**STATED EXERCISE:**
Format everything in the material below, from the line containing "form [(749, 108)]." down to the line containing "481), (66, 490)]", as a Markdown table with the columns "Row" and "Line". Number each line in order, and leave out any blank lines.

□ □ □ □

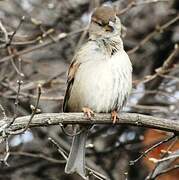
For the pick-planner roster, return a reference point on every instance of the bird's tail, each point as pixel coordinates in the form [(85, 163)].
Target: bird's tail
[(76, 158)]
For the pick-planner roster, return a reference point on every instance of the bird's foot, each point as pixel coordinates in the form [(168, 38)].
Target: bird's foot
[(88, 112), (115, 116)]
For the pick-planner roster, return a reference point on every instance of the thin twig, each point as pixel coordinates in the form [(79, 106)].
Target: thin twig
[(151, 148), (158, 29)]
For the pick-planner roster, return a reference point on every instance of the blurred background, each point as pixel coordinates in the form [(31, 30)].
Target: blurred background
[(38, 39)]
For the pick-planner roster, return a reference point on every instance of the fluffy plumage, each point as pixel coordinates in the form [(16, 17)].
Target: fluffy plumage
[(99, 77)]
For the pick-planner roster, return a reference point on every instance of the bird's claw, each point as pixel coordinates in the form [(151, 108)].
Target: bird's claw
[(88, 112)]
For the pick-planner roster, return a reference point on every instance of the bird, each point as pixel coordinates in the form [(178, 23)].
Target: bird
[(99, 80)]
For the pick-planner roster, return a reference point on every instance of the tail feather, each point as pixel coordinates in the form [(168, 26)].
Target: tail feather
[(76, 159)]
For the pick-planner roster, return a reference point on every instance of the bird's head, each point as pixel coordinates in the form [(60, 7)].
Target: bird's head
[(104, 23)]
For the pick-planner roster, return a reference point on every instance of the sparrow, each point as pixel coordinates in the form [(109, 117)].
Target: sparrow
[(99, 80)]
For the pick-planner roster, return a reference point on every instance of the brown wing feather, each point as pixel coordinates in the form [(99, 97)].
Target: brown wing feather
[(71, 75)]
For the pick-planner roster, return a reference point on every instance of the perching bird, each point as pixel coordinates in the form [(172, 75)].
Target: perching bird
[(99, 79)]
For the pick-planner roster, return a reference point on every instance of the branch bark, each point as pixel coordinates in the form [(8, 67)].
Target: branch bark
[(47, 119)]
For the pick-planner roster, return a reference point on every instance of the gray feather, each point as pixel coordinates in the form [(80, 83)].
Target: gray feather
[(76, 159)]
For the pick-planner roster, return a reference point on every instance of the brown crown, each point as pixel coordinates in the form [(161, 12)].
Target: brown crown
[(104, 14)]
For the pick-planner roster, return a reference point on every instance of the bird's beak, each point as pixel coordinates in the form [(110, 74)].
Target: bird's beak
[(110, 26)]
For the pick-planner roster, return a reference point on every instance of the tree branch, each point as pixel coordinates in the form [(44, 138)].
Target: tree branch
[(133, 119)]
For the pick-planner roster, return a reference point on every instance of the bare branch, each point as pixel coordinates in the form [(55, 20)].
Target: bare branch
[(134, 119)]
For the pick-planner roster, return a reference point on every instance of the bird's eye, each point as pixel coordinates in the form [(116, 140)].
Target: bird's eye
[(108, 28)]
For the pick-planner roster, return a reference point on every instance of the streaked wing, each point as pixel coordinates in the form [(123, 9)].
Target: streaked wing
[(70, 79)]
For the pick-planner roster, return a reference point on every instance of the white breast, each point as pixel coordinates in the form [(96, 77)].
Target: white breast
[(101, 83)]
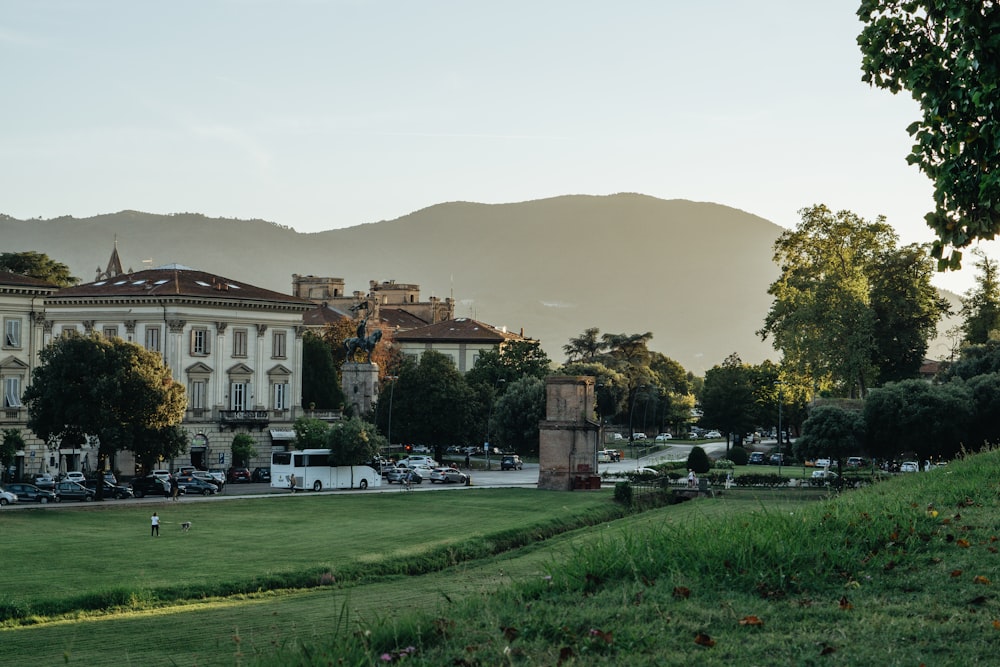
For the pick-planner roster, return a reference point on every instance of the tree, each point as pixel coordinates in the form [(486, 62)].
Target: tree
[(514, 423), (37, 265), (944, 52), (832, 432), (310, 433), (12, 441), (243, 449), (981, 304), (727, 401), (930, 420), (320, 379), (115, 390), (839, 275), (587, 347)]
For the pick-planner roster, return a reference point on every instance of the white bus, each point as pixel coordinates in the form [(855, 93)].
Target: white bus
[(312, 470)]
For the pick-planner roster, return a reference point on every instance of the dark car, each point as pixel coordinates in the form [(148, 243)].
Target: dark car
[(66, 490), (30, 492), (116, 491), (511, 462), (190, 484), (151, 485)]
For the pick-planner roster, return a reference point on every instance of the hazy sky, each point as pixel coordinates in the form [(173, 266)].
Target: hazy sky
[(319, 114)]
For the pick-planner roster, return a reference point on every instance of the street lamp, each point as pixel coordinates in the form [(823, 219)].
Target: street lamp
[(489, 418), (631, 430), (392, 392)]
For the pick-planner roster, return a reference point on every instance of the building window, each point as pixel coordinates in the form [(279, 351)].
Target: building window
[(12, 333), (278, 345), (153, 339), (280, 396), (12, 392), (239, 342), (238, 396), (196, 397), (199, 342)]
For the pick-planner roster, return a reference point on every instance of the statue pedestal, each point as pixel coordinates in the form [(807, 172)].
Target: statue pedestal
[(360, 384)]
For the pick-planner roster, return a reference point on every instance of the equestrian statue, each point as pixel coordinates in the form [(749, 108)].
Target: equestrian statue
[(362, 342)]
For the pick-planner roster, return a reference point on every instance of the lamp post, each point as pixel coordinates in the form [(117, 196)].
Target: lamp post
[(780, 455), (631, 430), (392, 392), (489, 418)]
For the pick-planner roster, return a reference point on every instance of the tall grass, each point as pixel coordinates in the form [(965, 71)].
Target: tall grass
[(900, 573)]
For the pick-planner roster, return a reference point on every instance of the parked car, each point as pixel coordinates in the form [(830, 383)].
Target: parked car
[(150, 485), (31, 493), (449, 476), (7, 498), (116, 491), (193, 485), (511, 462), (211, 479), (239, 475), (398, 474), (45, 481), (66, 490)]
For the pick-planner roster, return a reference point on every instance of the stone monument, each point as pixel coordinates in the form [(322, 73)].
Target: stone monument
[(568, 436)]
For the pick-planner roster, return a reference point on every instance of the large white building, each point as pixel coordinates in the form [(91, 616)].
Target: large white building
[(237, 349)]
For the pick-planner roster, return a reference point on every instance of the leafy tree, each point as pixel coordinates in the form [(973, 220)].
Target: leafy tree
[(110, 388), (981, 304), (353, 442), (320, 379), (984, 427), (698, 461), (12, 441), (931, 420), (243, 449), (37, 265), (832, 432), (587, 347), (432, 404), (310, 433), (839, 275), (944, 52), (727, 401), (516, 415), (151, 446)]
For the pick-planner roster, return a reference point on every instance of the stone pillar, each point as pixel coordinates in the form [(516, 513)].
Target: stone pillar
[(360, 385), (567, 437)]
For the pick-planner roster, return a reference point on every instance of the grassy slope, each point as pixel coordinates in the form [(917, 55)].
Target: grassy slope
[(902, 573)]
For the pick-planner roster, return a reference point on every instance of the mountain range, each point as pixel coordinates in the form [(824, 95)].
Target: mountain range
[(694, 274)]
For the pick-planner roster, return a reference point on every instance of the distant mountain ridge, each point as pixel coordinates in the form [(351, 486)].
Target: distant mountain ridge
[(694, 274)]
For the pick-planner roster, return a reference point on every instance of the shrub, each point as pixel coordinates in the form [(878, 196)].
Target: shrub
[(623, 493), (739, 456), (698, 461)]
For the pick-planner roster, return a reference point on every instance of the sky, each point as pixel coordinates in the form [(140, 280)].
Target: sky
[(322, 114)]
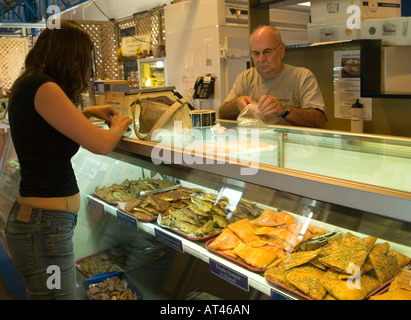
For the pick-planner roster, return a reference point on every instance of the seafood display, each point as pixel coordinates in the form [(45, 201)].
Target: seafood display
[(399, 288), (149, 207), (129, 189), (263, 241), (204, 217), (347, 267), (311, 261), (112, 288)]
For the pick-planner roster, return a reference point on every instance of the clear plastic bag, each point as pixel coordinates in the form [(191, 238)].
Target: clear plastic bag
[(251, 116)]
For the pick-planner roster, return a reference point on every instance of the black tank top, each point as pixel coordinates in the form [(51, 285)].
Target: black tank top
[(44, 153)]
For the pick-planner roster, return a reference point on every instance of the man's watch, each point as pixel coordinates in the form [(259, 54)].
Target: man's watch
[(287, 111)]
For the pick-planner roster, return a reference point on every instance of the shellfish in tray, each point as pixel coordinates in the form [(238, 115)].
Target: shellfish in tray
[(129, 189)]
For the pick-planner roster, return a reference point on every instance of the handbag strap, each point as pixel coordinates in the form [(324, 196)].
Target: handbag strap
[(164, 118), (133, 114)]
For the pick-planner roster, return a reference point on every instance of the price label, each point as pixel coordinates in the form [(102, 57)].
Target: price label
[(229, 275), (127, 220)]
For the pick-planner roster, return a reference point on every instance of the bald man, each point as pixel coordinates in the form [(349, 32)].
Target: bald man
[(286, 95)]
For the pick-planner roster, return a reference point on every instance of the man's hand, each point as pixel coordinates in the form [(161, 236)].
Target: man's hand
[(271, 105)]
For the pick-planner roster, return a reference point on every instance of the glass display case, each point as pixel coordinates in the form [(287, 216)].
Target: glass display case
[(152, 73), (338, 182)]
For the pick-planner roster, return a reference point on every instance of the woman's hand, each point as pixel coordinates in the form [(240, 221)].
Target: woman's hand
[(120, 121), (104, 112)]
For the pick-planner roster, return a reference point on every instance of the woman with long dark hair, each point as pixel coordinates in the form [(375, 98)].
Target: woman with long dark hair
[(47, 129)]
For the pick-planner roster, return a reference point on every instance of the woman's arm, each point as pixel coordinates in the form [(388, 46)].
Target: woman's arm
[(56, 108)]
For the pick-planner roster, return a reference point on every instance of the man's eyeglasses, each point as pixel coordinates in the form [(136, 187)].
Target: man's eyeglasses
[(266, 52)]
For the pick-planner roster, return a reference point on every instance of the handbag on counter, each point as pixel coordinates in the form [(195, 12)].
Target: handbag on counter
[(161, 112)]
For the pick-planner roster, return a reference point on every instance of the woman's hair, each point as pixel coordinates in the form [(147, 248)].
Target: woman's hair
[(64, 54)]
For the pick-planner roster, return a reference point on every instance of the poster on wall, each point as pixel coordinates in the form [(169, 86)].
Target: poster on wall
[(129, 45), (347, 84)]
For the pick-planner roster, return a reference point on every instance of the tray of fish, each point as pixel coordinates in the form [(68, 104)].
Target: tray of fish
[(347, 267), (262, 242), (97, 263), (111, 286), (201, 219), (129, 189), (160, 202)]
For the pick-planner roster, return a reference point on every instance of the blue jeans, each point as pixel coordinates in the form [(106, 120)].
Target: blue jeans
[(41, 246)]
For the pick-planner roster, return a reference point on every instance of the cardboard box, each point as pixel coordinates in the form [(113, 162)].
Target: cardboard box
[(392, 32), (336, 10)]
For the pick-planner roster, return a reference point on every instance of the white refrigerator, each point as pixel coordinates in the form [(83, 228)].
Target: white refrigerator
[(200, 42)]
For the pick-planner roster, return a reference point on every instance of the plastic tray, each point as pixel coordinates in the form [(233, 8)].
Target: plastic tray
[(105, 252), (103, 276)]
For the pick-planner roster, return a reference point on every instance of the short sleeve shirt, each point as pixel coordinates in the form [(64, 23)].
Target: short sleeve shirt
[(295, 86)]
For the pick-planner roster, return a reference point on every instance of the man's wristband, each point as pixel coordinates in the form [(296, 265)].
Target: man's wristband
[(287, 111)]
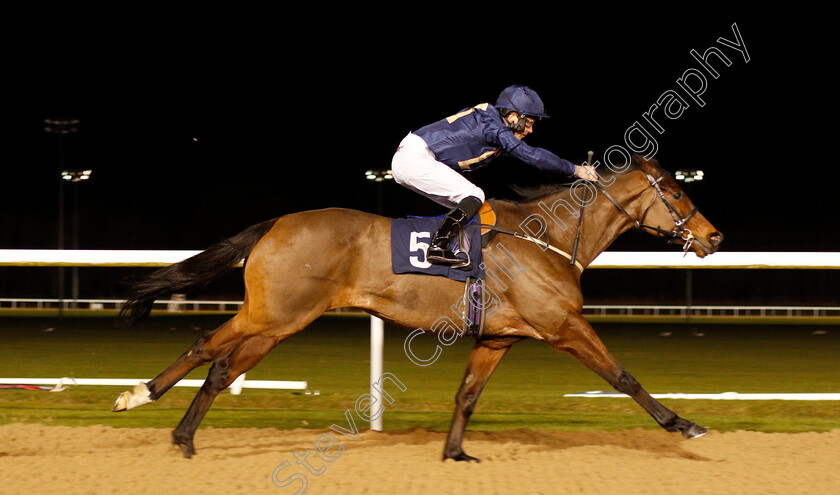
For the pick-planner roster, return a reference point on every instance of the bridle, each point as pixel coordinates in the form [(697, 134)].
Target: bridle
[(679, 232)]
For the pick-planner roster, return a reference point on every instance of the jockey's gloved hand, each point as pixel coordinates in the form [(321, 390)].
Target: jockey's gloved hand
[(586, 172)]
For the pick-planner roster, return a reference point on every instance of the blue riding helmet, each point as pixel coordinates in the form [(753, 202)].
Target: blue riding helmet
[(523, 100)]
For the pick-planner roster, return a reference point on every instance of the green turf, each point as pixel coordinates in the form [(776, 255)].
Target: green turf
[(333, 357)]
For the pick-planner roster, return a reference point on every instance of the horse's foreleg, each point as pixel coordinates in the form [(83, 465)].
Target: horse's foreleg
[(243, 356), (580, 340), (204, 350), (484, 359)]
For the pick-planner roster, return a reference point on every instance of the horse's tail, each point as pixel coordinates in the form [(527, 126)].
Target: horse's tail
[(197, 270)]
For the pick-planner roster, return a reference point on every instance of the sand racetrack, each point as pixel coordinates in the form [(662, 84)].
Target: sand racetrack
[(38, 459)]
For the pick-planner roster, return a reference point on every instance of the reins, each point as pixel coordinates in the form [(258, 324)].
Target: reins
[(679, 232)]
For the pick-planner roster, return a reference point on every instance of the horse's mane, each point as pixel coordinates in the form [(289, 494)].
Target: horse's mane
[(523, 191)]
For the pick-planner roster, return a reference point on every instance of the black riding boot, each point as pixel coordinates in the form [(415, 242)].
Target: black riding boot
[(439, 252)]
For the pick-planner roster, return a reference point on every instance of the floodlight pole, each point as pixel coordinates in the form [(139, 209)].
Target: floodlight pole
[(689, 177), (377, 326), (61, 127)]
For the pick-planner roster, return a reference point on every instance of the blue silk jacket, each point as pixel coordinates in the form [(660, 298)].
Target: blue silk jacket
[(471, 139)]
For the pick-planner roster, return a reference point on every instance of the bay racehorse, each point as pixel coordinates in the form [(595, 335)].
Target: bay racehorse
[(289, 283)]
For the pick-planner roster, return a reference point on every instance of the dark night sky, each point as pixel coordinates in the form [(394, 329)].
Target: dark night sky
[(195, 133)]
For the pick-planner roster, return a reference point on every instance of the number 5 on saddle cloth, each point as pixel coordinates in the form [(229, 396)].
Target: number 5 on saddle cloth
[(410, 238)]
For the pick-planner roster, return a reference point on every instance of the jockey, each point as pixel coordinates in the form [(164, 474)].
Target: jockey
[(431, 159)]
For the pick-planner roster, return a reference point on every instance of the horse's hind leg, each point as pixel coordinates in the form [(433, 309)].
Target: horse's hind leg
[(580, 340), (484, 358), (204, 350), (243, 355)]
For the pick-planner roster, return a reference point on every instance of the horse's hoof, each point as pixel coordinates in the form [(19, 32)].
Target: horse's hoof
[(461, 456), (185, 444), (694, 431), (122, 402), (128, 400)]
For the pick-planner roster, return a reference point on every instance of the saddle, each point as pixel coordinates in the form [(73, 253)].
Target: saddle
[(409, 238)]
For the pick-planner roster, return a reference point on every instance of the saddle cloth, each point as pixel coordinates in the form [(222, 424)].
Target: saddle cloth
[(410, 238)]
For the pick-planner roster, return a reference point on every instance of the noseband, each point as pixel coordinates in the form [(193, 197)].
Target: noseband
[(679, 232)]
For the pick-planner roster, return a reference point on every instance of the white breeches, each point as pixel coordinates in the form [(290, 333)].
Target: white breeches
[(415, 167)]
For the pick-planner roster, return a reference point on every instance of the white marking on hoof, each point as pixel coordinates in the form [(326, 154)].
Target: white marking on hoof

□ □ □ □

**RESPONSE BELOW:**
| Row | Line |
|---|---|
| 1 | For the pick-planner roster, return a reference point on every instance of the equestrian statue, each point as pixel coordinates in the form [(749, 108)]. |
| 2 | Target: equestrian statue |
| 3 | [(362, 342)] |
| 4 | For the pick-planner roster, return a reference point on every instance of the lamp post, each point as pixel coordinates in the form [(117, 196)]. |
| 5 | Target: lamp post |
| 6 | [(780, 455), (631, 430), (392, 392), (489, 418)] |
| 7 | For the pick-planner roster, return a reference point on every instance of the tall grass, each point as pixel coordinates in the form [(965, 71)]. |
| 8 | Target: tall grass |
| 9 | [(900, 573)] |
| 10 | For the pick-planner roster, return a reference point on every instance of the parked car, each point as pixel coordinates in the form [(830, 383)]. |
| 11 | Target: parked car |
| 12 | [(150, 485), (31, 493), (449, 476), (7, 498), (116, 491), (193, 485), (511, 462), (211, 479), (239, 475), (398, 474), (45, 481), (66, 490)] |